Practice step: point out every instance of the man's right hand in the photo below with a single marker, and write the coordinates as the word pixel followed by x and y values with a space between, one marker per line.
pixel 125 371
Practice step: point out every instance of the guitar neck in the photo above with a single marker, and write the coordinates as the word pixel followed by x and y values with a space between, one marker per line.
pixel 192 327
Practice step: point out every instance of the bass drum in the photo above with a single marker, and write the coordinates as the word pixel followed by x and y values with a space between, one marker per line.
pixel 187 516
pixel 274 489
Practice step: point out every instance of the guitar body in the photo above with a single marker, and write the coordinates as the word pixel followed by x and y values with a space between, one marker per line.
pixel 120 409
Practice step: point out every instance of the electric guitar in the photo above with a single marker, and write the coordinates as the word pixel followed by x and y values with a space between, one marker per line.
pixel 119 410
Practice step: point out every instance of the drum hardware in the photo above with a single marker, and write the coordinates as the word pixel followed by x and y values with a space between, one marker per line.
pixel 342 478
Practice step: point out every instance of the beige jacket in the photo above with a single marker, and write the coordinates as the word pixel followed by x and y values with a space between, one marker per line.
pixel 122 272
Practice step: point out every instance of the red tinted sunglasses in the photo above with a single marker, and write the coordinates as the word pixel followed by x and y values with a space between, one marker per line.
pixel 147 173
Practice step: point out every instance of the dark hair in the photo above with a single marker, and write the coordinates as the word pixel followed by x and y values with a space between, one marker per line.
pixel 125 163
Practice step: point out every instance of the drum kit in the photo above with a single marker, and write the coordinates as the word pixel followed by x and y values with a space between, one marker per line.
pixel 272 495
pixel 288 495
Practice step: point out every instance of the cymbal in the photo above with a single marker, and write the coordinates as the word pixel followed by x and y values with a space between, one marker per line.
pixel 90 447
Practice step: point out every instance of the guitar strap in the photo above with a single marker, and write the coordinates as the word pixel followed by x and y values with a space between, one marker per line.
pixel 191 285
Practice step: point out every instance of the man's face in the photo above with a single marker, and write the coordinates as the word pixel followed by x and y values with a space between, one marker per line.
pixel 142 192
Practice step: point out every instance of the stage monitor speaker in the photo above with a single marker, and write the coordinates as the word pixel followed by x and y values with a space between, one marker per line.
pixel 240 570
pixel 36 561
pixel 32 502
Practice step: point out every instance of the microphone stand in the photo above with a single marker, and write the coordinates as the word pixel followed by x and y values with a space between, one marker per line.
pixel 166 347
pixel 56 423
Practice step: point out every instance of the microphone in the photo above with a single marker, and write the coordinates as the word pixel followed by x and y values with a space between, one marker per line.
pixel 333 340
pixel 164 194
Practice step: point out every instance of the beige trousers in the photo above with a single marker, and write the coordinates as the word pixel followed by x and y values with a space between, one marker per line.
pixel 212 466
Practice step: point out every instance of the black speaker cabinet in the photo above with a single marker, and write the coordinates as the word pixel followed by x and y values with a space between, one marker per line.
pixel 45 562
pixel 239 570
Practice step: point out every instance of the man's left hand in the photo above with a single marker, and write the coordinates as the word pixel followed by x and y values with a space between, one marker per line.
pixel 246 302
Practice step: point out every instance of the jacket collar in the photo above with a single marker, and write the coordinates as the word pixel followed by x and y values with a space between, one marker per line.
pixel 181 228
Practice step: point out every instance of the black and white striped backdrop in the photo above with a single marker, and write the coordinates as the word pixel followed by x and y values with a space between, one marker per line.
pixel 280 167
====
Transcribe each entry verbatim, leaving none out.

Practice step: point out every instance of the man's right hand in the photo below with a single marker, and write the coordinates as the word pixel followed by x and y values with a space between, one marker per line.
pixel 125 371
Practice step: point out every instance of the guitar neck in the photo above with a single marker, and write the coordinates as the word pixel followed by x and y values with a space between, one marker per line.
pixel 192 327
Practice step: point out every instance of the bass drum in the photo above with a single marker, and write the coordinates as the word pixel followed by x and y values with a space between, one marker per line.
pixel 187 516
pixel 274 489
Practice step: point out every instance of the guitar body in the photo above with a single marker, and write the coordinates as the word pixel followed by x and y values with a space between, one marker per line.
pixel 120 409
Practice step: point out every instance of the electric guitar in the photo above with a single marker, and write the coordinates as the word pixel followed by x and y values with a space between, one marker per line.
pixel 119 410
Practice step: point out every instance of the drum hardware in the photo above with a single marker, and write the coordinates as the word pixel followed by x and y values with a space between, one marker per line.
pixel 342 478
Practice step: point out every instance of the beige jacket in the photo above with a single marker, and write the coordinates as the word pixel followed by x and y values with a space between, one marker per line.
pixel 122 272
Practice step: point out every instance of the red tinted sunglasses in the photo above with a single marker, and write the coordinates as the word pixel followed by x and y values with a space between, one marker per line.
pixel 147 173
Practice step: point out every instance of the dark hair in the photo above with a single marker, and write the coordinates as the word pixel followed by x and y values with a space between, one marker per line.
pixel 125 163
Practice step: point out every instance of the drum kit in the photo above with a single marker, and write the coordinates as the word pixel followed by x and y values with a space between, one marker per line.
pixel 272 495
pixel 288 495
Practice step: point out every instance of the cymbal in the photo above with a single marker, and write the coordinates as the word pixel followed by x and y values with a space between, one marker per line.
pixel 90 447
Practice step: point out every instance of the guitar strap in the photo above with a single marker, and write the coordinates as the word pixel followed by x and y values with a space between, one marker per line.
pixel 191 285
Practice step: point out every instance of the man's face in the photo above with a single marker, and write the coordinates as the word pixel followed by x and y values with a space between, one marker per line.
pixel 142 192
Practice step: point out every instance of the stage monitor speaker in the photo above with a single marker, and write the coordinates as the word pixel followed by x and y values with a space between, one marker per line.
pixel 240 570
pixel 36 561
pixel 32 502
Practice step: point out every instance of the microphone stand in the photo above with a single marker, and write the coordinates as the word pixel followed by x and y values with a space between, one marker per line.
pixel 166 347
pixel 56 423
Practice step: point out every instance of the microphone in the photo above with a single marker, and write the coordinates as the word pixel followed by x and y values with a space between, one marker per line.
pixel 333 340
pixel 164 194
Practice step: point out every instance of the beige trousers in the photo above with a single marker, and write the coordinates as the word pixel followed by x and y values with a space between, one marker per line.
pixel 212 466
Practice step: point out every instance of the black speaker cabinet in the photo above with a single marker, and write the coordinates as the word pixel followed by x and y values with a space between, one marker per line.
pixel 45 562
pixel 239 570
Practice step: point out every instance of the man's left hand in the photo above with a single marker, and write the coordinates as the word pixel followed by x and y values with a space between, one marker per line.
pixel 246 302
Practice step: point out every instance of the jacket collar in the photo above with a single marker, and write the coordinates as the word pixel followed by x and y values with a space between, one marker per line.
pixel 181 228
Practice step: point out every instance of the black and white striped backdrop in the photo above with a single marker, and write the coordinates as the word pixel followed by x and y values with a space between, one marker per line.
pixel 280 167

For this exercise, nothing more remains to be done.